#### Raw data ####

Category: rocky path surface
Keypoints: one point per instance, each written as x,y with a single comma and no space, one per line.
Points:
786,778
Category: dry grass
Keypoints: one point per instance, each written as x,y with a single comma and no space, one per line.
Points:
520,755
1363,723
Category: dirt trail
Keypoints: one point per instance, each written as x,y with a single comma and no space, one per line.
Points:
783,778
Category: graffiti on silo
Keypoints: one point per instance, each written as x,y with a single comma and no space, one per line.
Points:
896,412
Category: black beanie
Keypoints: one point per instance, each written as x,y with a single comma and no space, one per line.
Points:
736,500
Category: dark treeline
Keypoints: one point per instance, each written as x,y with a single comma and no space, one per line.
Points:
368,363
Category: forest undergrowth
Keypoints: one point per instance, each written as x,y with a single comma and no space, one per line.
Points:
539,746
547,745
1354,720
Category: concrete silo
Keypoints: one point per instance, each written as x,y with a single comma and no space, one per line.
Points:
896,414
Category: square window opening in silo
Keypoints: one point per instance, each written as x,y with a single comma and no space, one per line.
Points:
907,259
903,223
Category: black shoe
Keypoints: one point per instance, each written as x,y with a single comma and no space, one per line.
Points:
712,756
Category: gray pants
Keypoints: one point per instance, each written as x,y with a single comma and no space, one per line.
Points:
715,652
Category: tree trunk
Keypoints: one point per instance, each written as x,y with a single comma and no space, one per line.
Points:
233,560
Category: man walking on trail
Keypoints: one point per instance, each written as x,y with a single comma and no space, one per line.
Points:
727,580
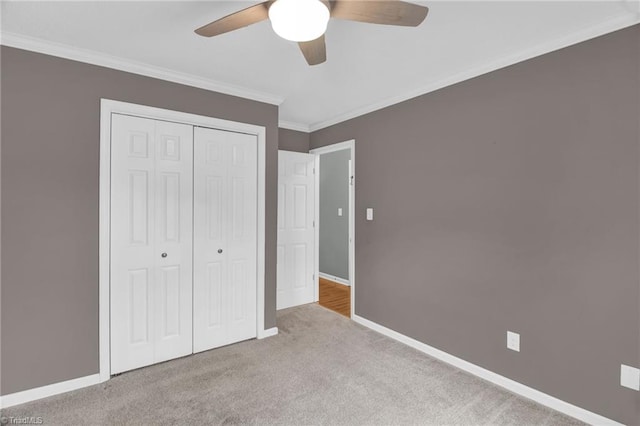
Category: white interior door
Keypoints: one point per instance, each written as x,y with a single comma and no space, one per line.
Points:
296,236
225,237
151,241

####

What to work on
Turn all of the records above into a Markdown table with the columns "Row" and "Line". Give one numbered row per line, skip blank lines, and leave the pictures out.

Reply to the task
| Row | Line |
|---|---|
| 1 | Category: rocky path surface |
| 2 | Keypoints: one point per instance, each written as x,y with a single comma and no space, one per line. |
| 3 | Points: |
| 4 | 786,778 |
| 5 | Category: dry grass |
| 6 | Keypoints: one point per instance, each written as x,y with a single comma and no space, one per line. |
| 7 | Points: |
| 8 | 520,755 |
| 9 | 1363,723 |
| 10 | Category: dirt trail |
| 11 | Keypoints: one point per instance, each written as x,y with a single comma and no space, one per line. |
| 12 | Points: |
| 13 | 783,778 |
| 14 | Category: graffiti on silo |
| 15 | Keypoints: one point per instance, each written as x,y with a single comma and no space, one per line. |
| 16 | Points: |
| 17 | 896,412 |
| 18 | Category: black beanie |
| 19 | Keypoints: one point per instance, each written as x,y with a single comma and no space, one per line. |
| 20 | Points: |
| 21 | 736,500 |
| 22 | Category: dark treeline |
| 23 | Keypoints: one point per instance, each written as x,y with a single comma and no space, one per line. |
| 24 | Points: |
| 25 | 368,363 |
| 26 | Category: forest undergrowth |
| 27 | Keypoints: one point per instance, each written as x,y with a single comma and no space, one per line. |
| 28 | Points: |
| 29 | 539,746 |
| 30 | 547,745 |
| 31 | 1354,720 |
| 32 | Category: concrete silo |
| 33 | Keypoints: one point per instance, each written as x,y with a single comma and no space, one per line. |
| 34 | Points: |
| 35 | 896,414 |
| 36 | Category: square window opening in silo |
| 37 | Keypoints: one point per instance, each written as x,y with a single comma and no space, one per line. |
| 38 | Points: |
| 39 | 907,259 |
| 40 | 903,223 |
| 41 | Category: black shoe |
| 42 | Keypoints: one point per instance, each written as x,y with a single comma and no space, one per line. |
| 43 | Points: |
| 44 | 712,756 |
| 45 | Category: gray pants |
| 46 | Keypoints: one point per instance, each written as x,y with a single comma and no space, one per line. |
| 47 | Points: |
| 48 | 715,652 |
| 49 | Category: tree trunk |
| 50 | Keypoints: one point per instance, each written as x,y with a single comma and no space, one per line. |
| 51 | Points: |
| 52 | 233,560 |
| 53 | Category: man walking on trail |
| 54 | Keypoints: one point per instance, each written as x,y with a single comma and no space, one per line. |
| 55 | Points: |
| 56 | 727,580 |
| 57 | Category: white interior door |
| 58 | Keypoints: one point per instance, each written as x,y with a single comma and no space, one per line. |
| 59 | Points: |
| 60 | 296,236 |
| 61 | 225,237 |
| 62 | 151,241 |